## Directions
Rewrite all of the records below, swapping every "Presence check" for "Visibility check" and leaving everything else the same. Omit the pictures.

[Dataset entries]
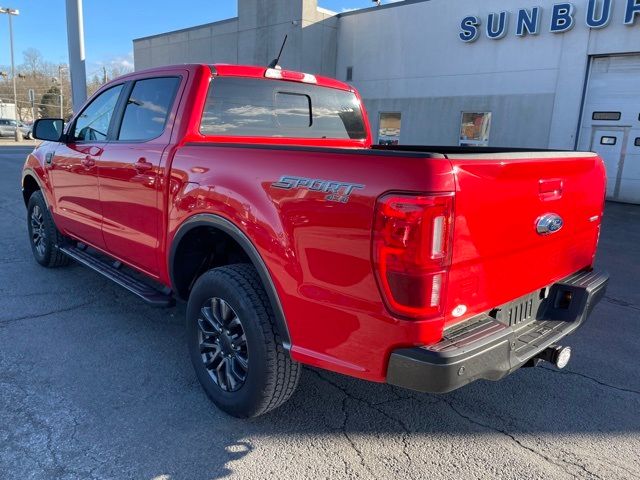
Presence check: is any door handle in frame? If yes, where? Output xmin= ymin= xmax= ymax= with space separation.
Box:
xmin=133 ymin=157 xmax=153 ymax=173
xmin=81 ymin=155 xmax=96 ymax=168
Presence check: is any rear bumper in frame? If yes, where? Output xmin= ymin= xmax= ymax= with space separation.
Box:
xmin=387 ymin=271 xmax=609 ymax=393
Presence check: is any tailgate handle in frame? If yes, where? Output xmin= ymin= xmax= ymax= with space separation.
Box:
xmin=539 ymin=178 xmax=564 ymax=201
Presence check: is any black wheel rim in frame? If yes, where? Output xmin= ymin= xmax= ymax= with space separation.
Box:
xmin=31 ymin=205 xmax=47 ymax=257
xmin=198 ymin=297 xmax=249 ymax=392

## Solution to this problem
Visibility check: is any door handle in frame? If yes, where? Output xmin= ymin= xmax= ymax= with space separation.
Box:
xmin=133 ymin=157 xmax=153 ymax=173
xmin=81 ymin=155 xmax=96 ymax=168
Visibility check: is any rear bumper in frame? If yes, where? Output xmin= ymin= xmax= ymax= with space separation.
Box:
xmin=387 ymin=271 xmax=609 ymax=393
Visibility check: is any tailgate handle in frame? If yes, where? Output xmin= ymin= xmax= ymax= with space separation.
Box:
xmin=539 ymin=178 xmax=564 ymax=201
Visibility check: is any black wheel rim in frame? If yes, where? Output xmin= ymin= xmax= ymax= with space separation.
Box:
xmin=31 ymin=205 xmax=47 ymax=257
xmin=198 ymin=297 xmax=249 ymax=392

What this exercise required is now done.